■ Exercise brief:
Make an exact copy of every entry below, with the pictures left out.

■ Stored data entries:
□ □ □ □ □ □ □
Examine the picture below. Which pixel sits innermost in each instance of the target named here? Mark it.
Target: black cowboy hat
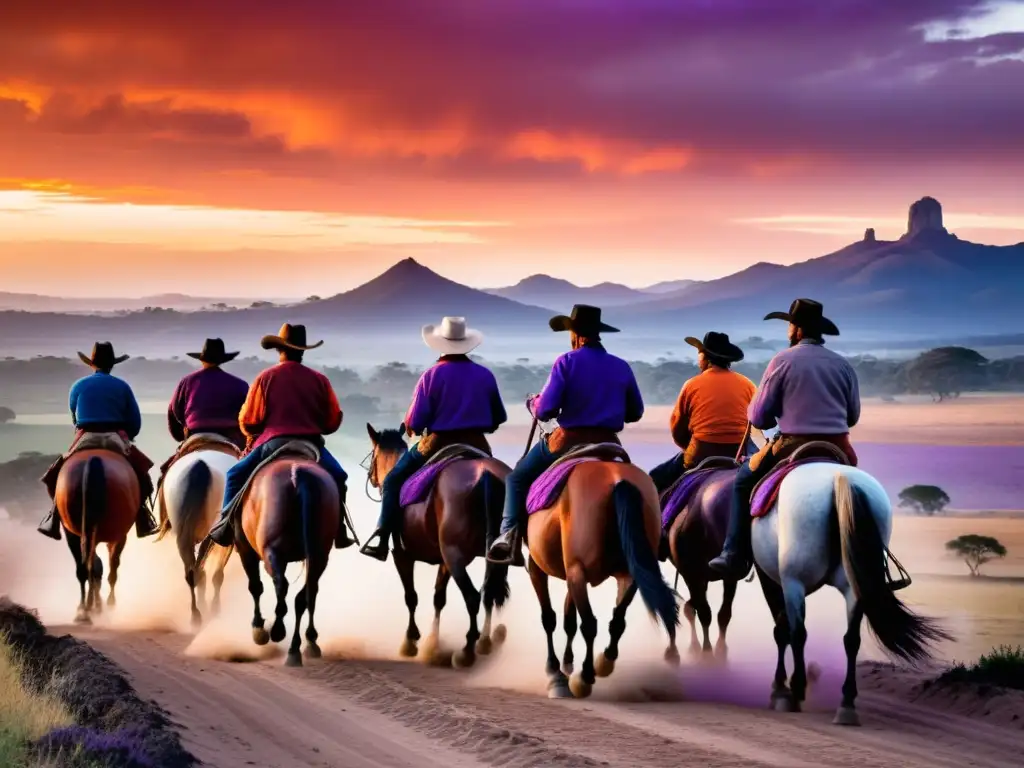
(583, 321)
(717, 346)
(213, 352)
(102, 356)
(289, 337)
(807, 314)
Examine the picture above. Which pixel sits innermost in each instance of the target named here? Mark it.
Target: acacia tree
(926, 500)
(976, 550)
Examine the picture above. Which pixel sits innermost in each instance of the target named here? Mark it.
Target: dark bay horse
(606, 523)
(97, 497)
(694, 538)
(290, 513)
(451, 529)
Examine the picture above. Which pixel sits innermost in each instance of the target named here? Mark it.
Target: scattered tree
(925, 500)
(976, 550)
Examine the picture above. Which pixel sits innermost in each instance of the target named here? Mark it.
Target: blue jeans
(517, 483)
(411, 462)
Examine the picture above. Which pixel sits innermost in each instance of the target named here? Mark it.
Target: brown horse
(606, 523)
(450, 529)
(97, 497)
(290, 513)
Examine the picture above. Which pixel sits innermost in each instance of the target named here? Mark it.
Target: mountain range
(928, 284)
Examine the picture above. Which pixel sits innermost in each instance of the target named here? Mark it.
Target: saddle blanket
(681, 493)
(766, 493)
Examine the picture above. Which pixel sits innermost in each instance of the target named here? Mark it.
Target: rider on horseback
(286, 402)
(101, 402)
(592, 393)
(812, 394)
(710, 418)
(456, 401)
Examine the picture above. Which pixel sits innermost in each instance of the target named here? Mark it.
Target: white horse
(193, 493)
(830, 525)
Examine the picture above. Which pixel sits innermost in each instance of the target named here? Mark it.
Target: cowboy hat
□ □ □ □ □ □ □
■ Task solution:
Examine the picture below. Which pixel sits innermost in each instance of the target named here? Mark it.
Target: black cowboy hat
(583, 321)
(717, 346)
(213, 352)
(102, 356)
(289, 337)
(807, 314)
Examine the picture above. Which pixel sits innermost in each instance of the target named here? Mark it.
Target: acacia tree
(926, 500)
(976, 550)
Examine the picture above. Which pixel sits innermost in each instance of the target named here? Mark it.
Target: dark bay horse
(606, 523)
(97, 497)
(694, 538)
(290, 513)
(451, 529)
Examine the picture above. Which pixel sits innermost in each instance of the target named here? Mark it.
Target: scattered tree
(925, 500)
(976, 550)
Examine the picture above. Which pixel sits innermost in each instance of the target named here? Mark it.
Target: blue jeans
(517, 483)
(411, 462)
Examine the picture above. Which pixel sits innermost in each instance of the target named here? Mark it.
Target: brown horse
(606, 523)
(450, 529)
(97, 497)
(290, 513)
Examine the picture above. Which pixel sits innermost in each instance of the target named here? Mark it.
Target: mountain range
(928, 284)
Examine the picture above. Which pixel sits innermost in each instance of the target named here? Mark it.
Target: saddle blanket
(681, 493)
(766, 493)
Examine the picture above. Which pixel sits innermost in each instance of the target named here? Mark it.
Target: rider on horseback
(286, 402)
(101, 402)
(592, 393)
(812, 394)
(710, 418)
(456, 401)
Examine the picture above. Which pixel sits innermost in each instance of the target named here? Mark it.
Target: white horse
(193, 493)
(830, 525)
Examine the picture above. Which pixel sits innermost in each instance of the target named here? Mark it.
Target: cowboy hat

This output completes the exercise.